_EXTRACTED TEXT_:

Margaret Marshall
58, Chief Justice, Massachusetts Supreme Judicial Court
“For the first time in the history of Massachusetts we have a woman leading one of the branches of state government,” then-Governor Paul Cellucci said after the Governor’s Council confirmed Marshall as chief justice four years ago. Since then, Marshall, a South African native with leftist leanings who emigrated here in the 1960s, has ruled on some of the toughest issues in the state’s history, from prisoners’ rights to gay marriage (which is even now being debated in her court). Marshall has locked horns with the current governor over his plan to cut funding for the judicial system. She is also backing a new proposal to completely overhaul the courts. How much power does this justice wield? We’re about to find out.


Ellyn McColgan
49, President, Fidelity Brokerage Company
In October, Fidelity CEO Ned Johnson III tapped McColgan to run Fidelity Brokerage Company (a big chunk of the overall conglomerate that functions like a huge financial supermarket for individual investors), making her responsible for 9,000 employees and $700 billion in assets. McColgan has worked at Fidelity since 1990, climbing the ladder of the largest mutual fund company in the country and the second-largest online brokerage. Can she steer this massive ship through treacherous waters? Nearly 16 million Fidelity customers are literally banking on it.

_DATA SHOWN_:

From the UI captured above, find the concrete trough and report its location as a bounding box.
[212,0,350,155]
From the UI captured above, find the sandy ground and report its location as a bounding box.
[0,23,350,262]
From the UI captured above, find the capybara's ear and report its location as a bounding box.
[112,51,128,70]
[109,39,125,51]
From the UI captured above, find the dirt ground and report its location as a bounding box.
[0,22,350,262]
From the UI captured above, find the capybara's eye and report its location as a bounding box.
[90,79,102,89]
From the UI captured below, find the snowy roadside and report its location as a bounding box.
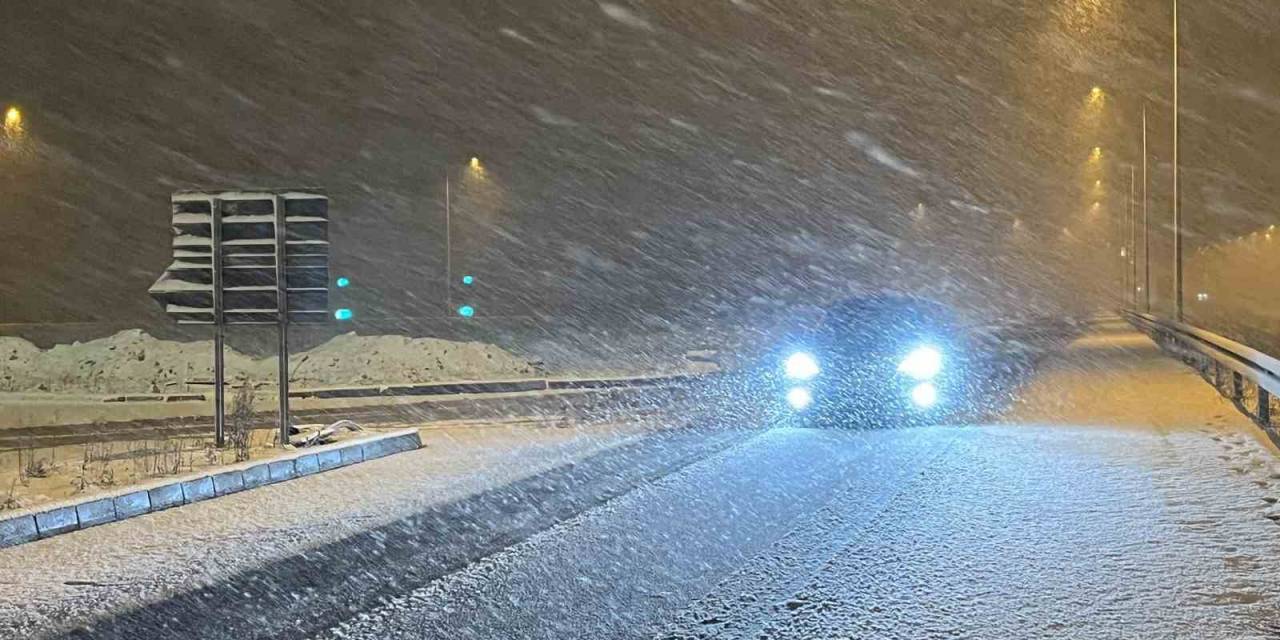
[0,419,691,637]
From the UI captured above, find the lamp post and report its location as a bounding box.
[1174,0,1183,323]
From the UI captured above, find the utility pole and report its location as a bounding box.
[444,172,453,317]
[1174,0,1183,323]
[1142,102,1151,314]
[1124,164,1138,308]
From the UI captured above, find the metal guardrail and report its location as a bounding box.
[1123,311,1280,432]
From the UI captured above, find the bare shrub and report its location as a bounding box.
[228,380,253,462]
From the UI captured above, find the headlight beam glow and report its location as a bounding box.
[897,346,942,381]
[787,387,813,411]
[782,351,820,380]
[911,383,938,408]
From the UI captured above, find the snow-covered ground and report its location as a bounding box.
[0,329,539,394]
[0,421,727,639]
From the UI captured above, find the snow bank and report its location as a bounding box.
[0,329,538,393]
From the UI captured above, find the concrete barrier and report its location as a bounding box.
[0,429,422,548]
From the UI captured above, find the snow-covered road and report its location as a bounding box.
[0,325,1280,639]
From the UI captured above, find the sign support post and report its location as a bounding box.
[210,198,227,449]
[275,193,291,447]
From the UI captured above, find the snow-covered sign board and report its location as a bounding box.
[150,189,329,324]
[150,189,329,447]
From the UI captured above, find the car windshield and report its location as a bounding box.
[0,0,1280,640]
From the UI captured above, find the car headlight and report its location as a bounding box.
[897,344,942,381]
[782,351,820,380]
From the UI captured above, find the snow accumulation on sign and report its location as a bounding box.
[150,189,330,324]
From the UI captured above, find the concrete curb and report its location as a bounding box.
[0,429,422,549]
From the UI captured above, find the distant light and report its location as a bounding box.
[787,387,813,411]
[897,344,942,380]
[911,383,938,408]
[782,352,819,380]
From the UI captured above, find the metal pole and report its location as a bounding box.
[209,198,227,449]
[275,195,291,447]
[1174,0,1183,323]
[1142,104,1151,314]
[1128,164,1138,308]
[444,168,453,316]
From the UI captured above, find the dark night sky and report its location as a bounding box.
[0,0,1280,350]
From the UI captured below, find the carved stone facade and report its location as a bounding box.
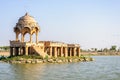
[10,13,80,57]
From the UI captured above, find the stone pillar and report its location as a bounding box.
[25,46,28,55]
[30,34,32,42]
[78,48,80,57]
[16,33,18,41]
[54,47,57,57]
[65,47,68,57]
[36,32,38,43]
[21,34,24,42]
[10,47,13,56]
[15,47,19,56]
[70,48,72,57]
[60,47,63,57]
[73,47,76,56]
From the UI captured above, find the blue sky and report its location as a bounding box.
[0,0,120,49]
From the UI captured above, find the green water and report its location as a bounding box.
[0,56,120,80]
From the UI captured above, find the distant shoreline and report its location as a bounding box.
[0,51,120,56]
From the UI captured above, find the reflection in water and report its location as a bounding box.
[0,56,120,80]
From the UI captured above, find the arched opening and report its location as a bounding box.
[32,33,36,43]
[18,33,21,41]
[24,33,30,42]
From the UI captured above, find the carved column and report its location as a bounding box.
[16,33,19,41]
[36,32,38,43]
[60,47,63,57]
[73,47,76,56]
[54,47,57,57]
[21,34,24,42]
[50,47,52,57]
[70,48,72,56]
[10,47,13,56]
[65,47,68,57]
[78,48,80,57]
[30,34,32,42]
[25,46,28,55]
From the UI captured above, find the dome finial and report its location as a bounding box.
[25,12,28,16]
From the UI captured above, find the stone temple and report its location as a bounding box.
[10,13,80,57]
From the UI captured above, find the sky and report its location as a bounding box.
[0,0,120,49]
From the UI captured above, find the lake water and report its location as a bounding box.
[0,56,120,80]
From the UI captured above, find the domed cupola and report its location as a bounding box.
[14,13,40,42]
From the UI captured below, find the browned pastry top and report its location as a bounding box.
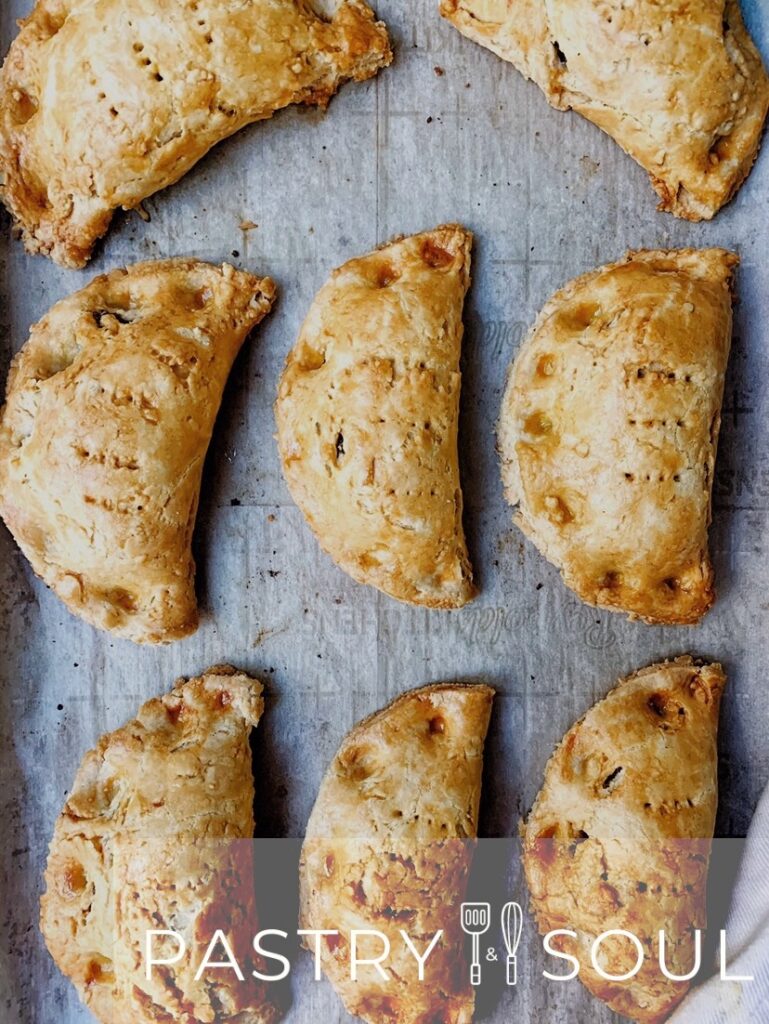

_EXERCISE GOAL_:
Answer these from the profiles of Margaret Marshall and Ellyn McColgan:
1. Which governor commented on Marshall's confirmation as chief justice?
2. How many employees did McColgan become responsible for?
3. Since what year has McColgan worked at Fidelity?
The records are separate material and have no connection to the profiles.

_EXERCISE RESULT_:
1. Paul Cellucci
2. 9,000
3. 1990